The Transition From Primary to Secondary School: Results From a Mixed-Methods Study On Student Self-Concept and Supportive School Climate
Author(s):
Corinna Geppert (presenting / submitting) Bernadette Hörmann (presenting)
Conference:
ECER 2017
Format:
Paper

Session Information

07 SES 04 A, Transition and Intercultural Learning

Paper Session

Time:
2017-08-23
09:00-10:30
Room:
W3.09
Chair:
Sofia Santos

Contribution

The paper reports on the results of a study carried out within the framework of a government- funded large-scale, longitudinal evaluation project (NOESIS) launched in 2010 to evaluate an Austrian school reform program at the lower secondary level, the “New Middle School” (NMS). The overall goal of the school reform project is to limit marginalizing processes and improve trajectories within an inclusive school setting. Within the framework of the evaluative study, the authors of this paper focus on students’ self-concepts during their transition from primary education to the NMS.

At school, students gradually learn what it is like to be a student, what kinds of tasks and challenges they have to face and what teachers expect of them. During their first years of education, students build the foundation for having confidence in their capabilities and develop a concept of their own abilities (cf. e.g. Langeveld, 1960; Spranger, 1958). After their transition to a lower secondary school (which, in Austria, is a different school), students are confronted with a new setting with hitherto unknown challenges, a new school, and a new class with new classmates. The situation challenges students’ self-concepts and therefore can have a strong influence on their further educational trajectories (cf. Köller et al., 2006; Marsh & Yeung, 1998).

Jacobs et al. (2002) found that average beliefs in one’s ability change during school years, and differ as a function of gender, subject and academic year (cf. Marsh & Yeung, 1998). Marsh (2005) describes the “big-fish-little-pond effect”, saying that equally able students have lower academic self-concepts in higher-ability schools than in lower-ability schools (cf. Gerlach, 2006; Rindermann & Heller, 2005).

At school, not only classmates are important for the formation of an academic self-concept, but so is feedback from teachers. In processes of classmate comparisons, the “big-fish-little-pond-effect” increases, whereas individual feedback on achievements can diminish it (cf. Craven et al., 1991; König, 2010). These social comparison processes and ability evaluations of parents are important at the beginning of the transition where they can be applied as a resource for their children (Jonkmann et al., 2010). Herwartz-Emden & Küffner (2006) showed that acculturation processes of children with a migration background have an impact on the formation of academic self-concept because such children have to develop their self-concepts within a different culture, which can lead to additional problems.

▶ SET OF TASKS
a – According to the paper abstract, in what year was the NOESIS evaluation project launched?
b – Repeat the passage of the paper abstract starting with "Jacobs et al." and going on through "Rindermann & Heller, 2005).".
The entries that follow come from a different source than the paper abstract.

▶ INFORMATION SHOWN
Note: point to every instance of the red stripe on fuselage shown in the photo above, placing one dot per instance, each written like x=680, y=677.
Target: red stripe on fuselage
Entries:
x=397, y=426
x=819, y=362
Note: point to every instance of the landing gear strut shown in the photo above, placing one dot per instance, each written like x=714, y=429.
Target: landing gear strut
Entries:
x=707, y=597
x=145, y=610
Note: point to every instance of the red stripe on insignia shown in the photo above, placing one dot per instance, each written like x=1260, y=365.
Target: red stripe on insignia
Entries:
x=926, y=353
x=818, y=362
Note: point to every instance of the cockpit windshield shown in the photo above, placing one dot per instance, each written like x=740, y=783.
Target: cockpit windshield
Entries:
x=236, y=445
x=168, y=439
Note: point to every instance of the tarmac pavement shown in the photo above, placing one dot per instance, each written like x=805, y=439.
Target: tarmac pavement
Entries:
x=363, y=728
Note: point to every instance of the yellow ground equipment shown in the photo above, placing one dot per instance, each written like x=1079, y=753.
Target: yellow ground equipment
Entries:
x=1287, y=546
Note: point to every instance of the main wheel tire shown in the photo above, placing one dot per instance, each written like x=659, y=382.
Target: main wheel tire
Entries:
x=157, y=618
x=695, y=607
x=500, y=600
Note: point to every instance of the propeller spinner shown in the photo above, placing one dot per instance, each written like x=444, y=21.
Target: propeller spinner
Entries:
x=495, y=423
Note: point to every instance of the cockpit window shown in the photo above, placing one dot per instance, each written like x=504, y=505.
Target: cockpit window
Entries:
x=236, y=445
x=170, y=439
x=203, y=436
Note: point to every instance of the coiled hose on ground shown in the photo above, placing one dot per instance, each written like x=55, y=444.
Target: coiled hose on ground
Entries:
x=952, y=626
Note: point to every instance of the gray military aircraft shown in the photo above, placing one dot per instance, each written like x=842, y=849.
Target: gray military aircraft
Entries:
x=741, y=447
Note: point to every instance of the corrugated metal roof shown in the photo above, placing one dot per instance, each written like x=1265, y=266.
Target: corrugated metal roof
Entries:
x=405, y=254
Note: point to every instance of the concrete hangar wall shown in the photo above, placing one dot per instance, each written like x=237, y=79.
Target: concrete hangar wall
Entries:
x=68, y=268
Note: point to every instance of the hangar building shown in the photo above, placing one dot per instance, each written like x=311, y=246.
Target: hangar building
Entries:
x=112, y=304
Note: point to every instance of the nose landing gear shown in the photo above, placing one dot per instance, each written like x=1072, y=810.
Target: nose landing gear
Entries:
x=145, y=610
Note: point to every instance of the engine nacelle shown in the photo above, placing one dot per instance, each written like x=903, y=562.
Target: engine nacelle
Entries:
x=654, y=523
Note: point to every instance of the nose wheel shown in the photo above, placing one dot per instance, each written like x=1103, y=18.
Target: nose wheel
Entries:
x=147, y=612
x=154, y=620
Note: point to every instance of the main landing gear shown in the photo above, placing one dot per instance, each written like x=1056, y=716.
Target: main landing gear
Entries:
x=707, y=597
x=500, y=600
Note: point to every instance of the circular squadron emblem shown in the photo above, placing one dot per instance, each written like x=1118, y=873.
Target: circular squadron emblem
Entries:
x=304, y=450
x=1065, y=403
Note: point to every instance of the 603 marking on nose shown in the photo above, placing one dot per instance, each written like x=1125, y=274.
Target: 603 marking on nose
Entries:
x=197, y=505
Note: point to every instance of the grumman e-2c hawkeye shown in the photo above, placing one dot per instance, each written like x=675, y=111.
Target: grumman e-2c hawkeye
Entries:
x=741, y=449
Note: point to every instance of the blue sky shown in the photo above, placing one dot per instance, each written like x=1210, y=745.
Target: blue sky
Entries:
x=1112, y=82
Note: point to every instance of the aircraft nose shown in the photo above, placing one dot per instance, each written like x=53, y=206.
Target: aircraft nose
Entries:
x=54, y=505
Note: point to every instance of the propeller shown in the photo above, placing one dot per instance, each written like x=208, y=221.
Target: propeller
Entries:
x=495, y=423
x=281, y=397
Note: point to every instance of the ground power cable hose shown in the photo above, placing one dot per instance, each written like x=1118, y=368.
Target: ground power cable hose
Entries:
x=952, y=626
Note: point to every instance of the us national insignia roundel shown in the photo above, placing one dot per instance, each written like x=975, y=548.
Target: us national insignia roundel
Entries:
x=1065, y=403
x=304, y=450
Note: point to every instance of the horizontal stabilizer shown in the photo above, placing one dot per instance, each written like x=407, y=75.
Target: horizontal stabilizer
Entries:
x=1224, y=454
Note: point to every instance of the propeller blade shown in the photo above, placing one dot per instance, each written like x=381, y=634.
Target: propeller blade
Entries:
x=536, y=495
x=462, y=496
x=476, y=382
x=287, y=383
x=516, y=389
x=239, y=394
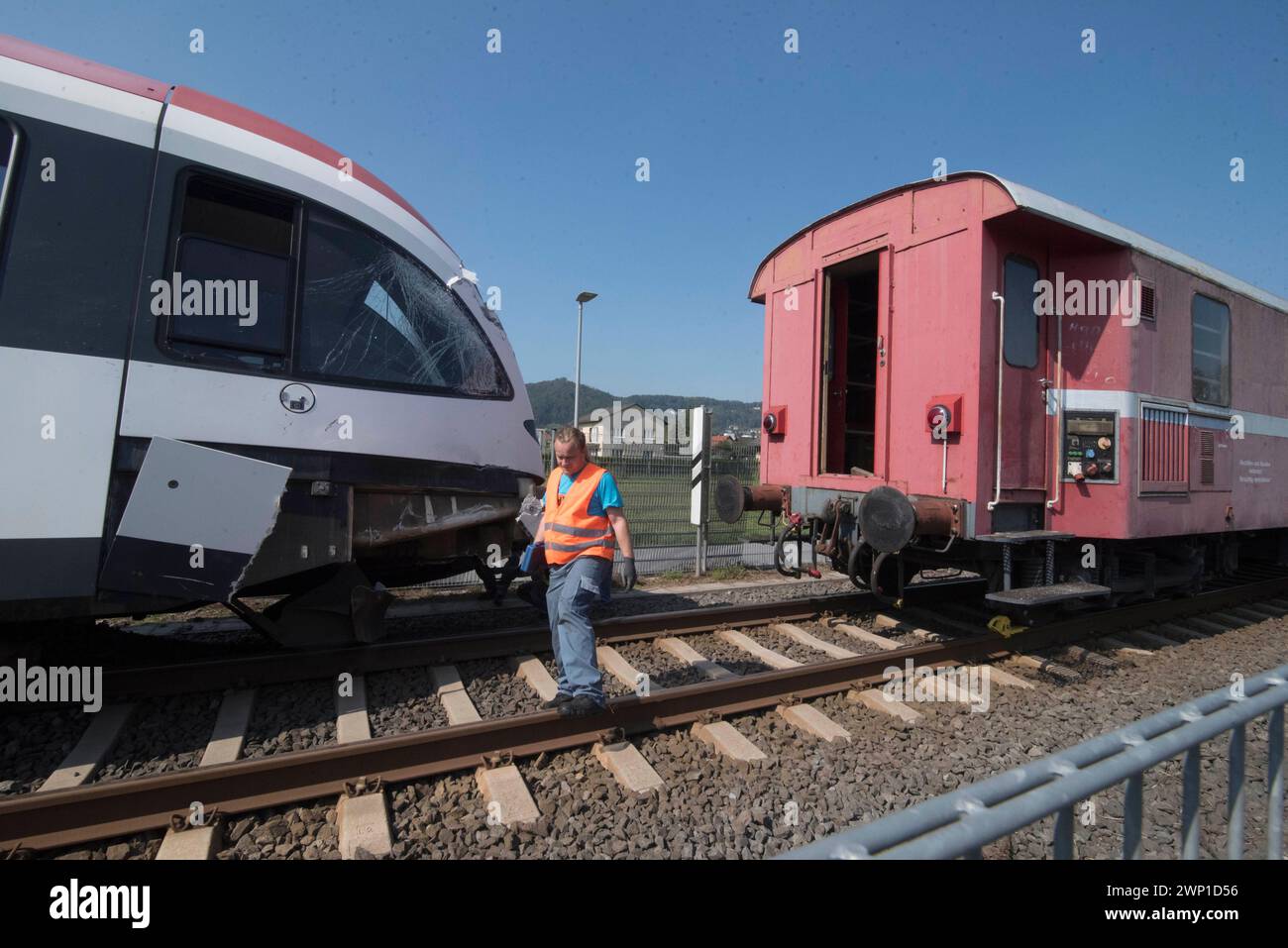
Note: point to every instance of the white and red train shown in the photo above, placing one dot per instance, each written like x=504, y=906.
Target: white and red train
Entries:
x=232, y=363
x=969, y=372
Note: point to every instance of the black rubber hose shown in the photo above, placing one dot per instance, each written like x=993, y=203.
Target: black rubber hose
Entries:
x=872, y=579
x=851, y=565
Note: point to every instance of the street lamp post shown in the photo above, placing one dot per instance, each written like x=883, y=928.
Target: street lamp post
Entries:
x=583, y=299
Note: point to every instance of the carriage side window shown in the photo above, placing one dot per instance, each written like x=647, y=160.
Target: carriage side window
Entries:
x=1211, y=351
x=373, y=313
x=1020, y=344
x=230, y=294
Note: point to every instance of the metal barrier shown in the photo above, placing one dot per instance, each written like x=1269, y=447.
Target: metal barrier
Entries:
x=962, y=822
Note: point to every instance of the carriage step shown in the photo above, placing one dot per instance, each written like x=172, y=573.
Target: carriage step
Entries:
x=1022, y=536
x=1030, y=596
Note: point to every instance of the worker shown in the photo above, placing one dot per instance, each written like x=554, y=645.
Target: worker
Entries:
x=581, y=528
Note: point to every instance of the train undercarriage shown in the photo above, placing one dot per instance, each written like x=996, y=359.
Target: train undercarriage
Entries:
x=884, y=540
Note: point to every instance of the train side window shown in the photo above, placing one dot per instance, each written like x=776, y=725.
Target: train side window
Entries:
x=230, y=294
x=1211, y=351
x=373, y=313
x=1020, y=344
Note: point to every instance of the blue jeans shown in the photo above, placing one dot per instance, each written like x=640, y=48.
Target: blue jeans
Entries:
x=574, y=588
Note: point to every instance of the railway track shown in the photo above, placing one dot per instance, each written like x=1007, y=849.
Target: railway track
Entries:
x=947, y=635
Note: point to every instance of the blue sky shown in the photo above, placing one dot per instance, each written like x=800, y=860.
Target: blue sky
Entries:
x=526, y=159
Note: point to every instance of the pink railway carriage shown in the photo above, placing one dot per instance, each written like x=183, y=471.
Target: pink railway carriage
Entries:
x=919, y=410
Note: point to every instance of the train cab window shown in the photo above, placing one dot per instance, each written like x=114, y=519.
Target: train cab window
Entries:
x=8, y=151
x=1020, y=346
x=230, y=294
x=1211, y=351
x=373, y=313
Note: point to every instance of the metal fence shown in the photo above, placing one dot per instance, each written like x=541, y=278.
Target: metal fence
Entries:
x=962, y=822
x=655, y=481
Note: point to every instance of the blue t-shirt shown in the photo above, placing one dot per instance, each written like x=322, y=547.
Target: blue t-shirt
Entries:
x=605, y=494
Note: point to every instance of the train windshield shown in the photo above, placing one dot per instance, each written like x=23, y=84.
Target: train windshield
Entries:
x=373, y=313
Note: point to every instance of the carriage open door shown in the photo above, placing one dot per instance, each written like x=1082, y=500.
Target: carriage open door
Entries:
x=855, y=366
x=1024, y=378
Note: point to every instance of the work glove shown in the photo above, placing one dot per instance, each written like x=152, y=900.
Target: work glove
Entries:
x=533, y=559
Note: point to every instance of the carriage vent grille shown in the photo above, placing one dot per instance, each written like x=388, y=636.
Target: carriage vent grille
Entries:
x=1164, y=449
x=1146, y=300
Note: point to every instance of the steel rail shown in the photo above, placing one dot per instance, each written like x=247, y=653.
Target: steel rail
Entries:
x=81, y=814
x=281, y=668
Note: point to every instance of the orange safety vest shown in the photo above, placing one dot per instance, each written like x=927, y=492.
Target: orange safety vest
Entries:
x=571, y=531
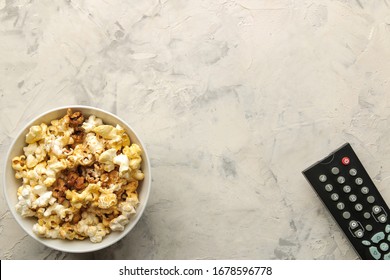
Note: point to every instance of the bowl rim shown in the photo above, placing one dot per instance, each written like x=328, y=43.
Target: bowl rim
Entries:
x=94, y=246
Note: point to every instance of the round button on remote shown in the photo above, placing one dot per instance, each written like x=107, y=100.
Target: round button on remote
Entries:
x=345, y=160
x=353, y=224
x=341, y=180
x=335, y=171
x=376, y=209
x=352, y=172
x=352, y=198
x=359, y=181
x=347, y=189
x=370, y=199
x=384, y=246
x=358, y=207
x=322, y=178
x=364, y=190
x=346, y=215
x=328, y=187
x=340, y=206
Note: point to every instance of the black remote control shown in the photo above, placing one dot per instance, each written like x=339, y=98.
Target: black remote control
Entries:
x=350, y=195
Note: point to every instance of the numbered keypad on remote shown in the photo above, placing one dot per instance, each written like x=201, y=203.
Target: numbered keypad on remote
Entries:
x=348, y=192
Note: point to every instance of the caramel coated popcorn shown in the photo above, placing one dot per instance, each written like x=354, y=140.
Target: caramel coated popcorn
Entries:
x=79, y=178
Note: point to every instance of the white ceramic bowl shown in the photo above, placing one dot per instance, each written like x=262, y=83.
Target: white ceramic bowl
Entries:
x=11, y=184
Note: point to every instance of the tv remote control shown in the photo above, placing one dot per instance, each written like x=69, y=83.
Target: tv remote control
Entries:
x=346, y=189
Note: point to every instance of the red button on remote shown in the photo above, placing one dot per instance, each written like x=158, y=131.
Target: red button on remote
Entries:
x=345, y=160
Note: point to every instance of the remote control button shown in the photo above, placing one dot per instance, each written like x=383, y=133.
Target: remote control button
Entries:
x=340, y=206
x=346, y=215
x=358, y=207
x=359, y=233
x=376, y=209
x=378, y=237
x=359, y=181
x=335, y=171
x=366, y=242
x=353, y=224
x=364, y=190
x=384, y=246
x=322, y=178
x=382, y=218
x=353, y=172
x=341, y=180
x=347, y=189
x=375, y=253
x=328, y=187
x=345, y=160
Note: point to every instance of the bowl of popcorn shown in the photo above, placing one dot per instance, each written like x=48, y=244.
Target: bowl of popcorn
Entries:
x=77, y=179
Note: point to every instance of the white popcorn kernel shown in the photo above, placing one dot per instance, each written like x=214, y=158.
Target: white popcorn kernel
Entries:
x=107, y=156
x=39, y=190
x=94, y=145
x=106, y=200
x=91, y=123
x=43, y=200
x=119, y=223
x=123, y=162
x=36, y=133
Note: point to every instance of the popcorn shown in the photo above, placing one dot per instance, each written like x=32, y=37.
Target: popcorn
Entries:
x=79, y=178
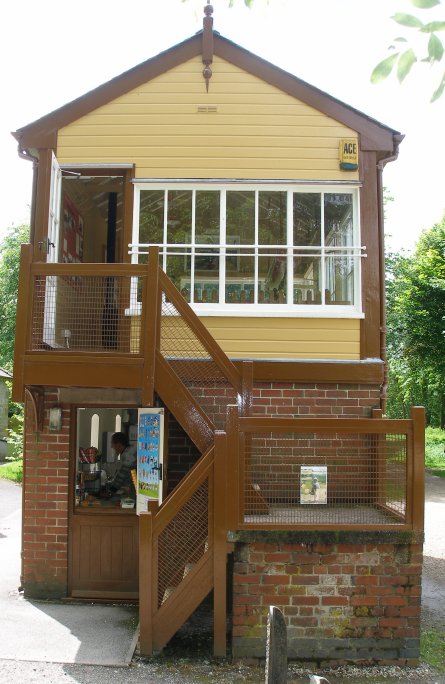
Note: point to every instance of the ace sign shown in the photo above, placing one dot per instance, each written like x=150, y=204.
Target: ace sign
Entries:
x=348, y=153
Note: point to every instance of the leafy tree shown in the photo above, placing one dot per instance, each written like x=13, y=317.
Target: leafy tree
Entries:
x=406, y=58
x=9, y=279
x=415, y=321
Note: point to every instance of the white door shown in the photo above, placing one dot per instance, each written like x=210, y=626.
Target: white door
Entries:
x=52, y=247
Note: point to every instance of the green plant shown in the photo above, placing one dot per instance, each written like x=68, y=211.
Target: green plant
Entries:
x=12, y=471
x=434, y=448
x=15, y=437
x=432, y=647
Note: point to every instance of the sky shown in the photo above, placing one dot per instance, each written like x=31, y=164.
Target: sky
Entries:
x=53, y=51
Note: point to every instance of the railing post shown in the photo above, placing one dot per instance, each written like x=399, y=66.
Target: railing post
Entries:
x=417, y=469
x=23, y=321
x=220, y=495
x=150, y=325
x=246, y=388
x=145, y=583
x=233, y=467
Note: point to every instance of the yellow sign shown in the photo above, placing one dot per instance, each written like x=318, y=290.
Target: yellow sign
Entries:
x=348, y=154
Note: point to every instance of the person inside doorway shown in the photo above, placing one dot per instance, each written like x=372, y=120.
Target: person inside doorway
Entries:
x=127, y=462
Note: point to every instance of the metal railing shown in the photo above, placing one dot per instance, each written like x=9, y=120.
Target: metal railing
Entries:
x=326, y=473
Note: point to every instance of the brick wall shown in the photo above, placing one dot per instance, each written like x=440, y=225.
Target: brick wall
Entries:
x=45, y=515
x=315, y=399
x=342, y=602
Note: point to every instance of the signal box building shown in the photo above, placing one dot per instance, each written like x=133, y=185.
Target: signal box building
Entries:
x=207, y=245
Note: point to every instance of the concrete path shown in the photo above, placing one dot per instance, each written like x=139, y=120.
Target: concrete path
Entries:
x=20, y=668
x=53, y=631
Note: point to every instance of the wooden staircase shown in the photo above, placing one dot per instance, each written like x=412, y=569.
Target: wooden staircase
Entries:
x=183, y=548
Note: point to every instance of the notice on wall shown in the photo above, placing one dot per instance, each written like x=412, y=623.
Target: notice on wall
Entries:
x=313, y=484
x=150, y=445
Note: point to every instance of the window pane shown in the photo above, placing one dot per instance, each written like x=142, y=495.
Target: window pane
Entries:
x=240, y=211
x=272, y=285
x=207, y=217
x=151, y=219
x=179, y=216
x=307, y=280
x=307, y=219
x=339, y=280
x=338, y=227
x=272, y=210
x=178, y=270
x=240, y=279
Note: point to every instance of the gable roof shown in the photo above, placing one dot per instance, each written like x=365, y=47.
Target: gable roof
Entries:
x=43, y=132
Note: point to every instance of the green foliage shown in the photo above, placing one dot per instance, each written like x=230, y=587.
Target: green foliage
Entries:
x=12, y=471
x=15, y=437
x=415, y=323
x=434, y=448
x=9, y=278
x=432, y=647
x=405, y=60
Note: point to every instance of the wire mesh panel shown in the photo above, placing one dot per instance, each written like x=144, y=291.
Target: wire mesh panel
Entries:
x=183, y=542
x=85, y=313
x=333, y=478
x=194, y=365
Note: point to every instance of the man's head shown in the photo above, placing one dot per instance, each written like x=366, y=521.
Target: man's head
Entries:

▶ ANSWERS GIVEN
a – 2010

b –
Jacobs et al. (2002) found that average beliefs in one’s ability change during school years, and differ as a function of gender, subject and academic year (cf. Marsh & Yeung, 1998). Marsh (2005) describes the “big-fish-little-pond effect”, saying that equally able students have lower academic self-concepts in higher-ability schools than in lower-ability schools (cf. Gerlach, 2006; Rindermann & Heller, 2005).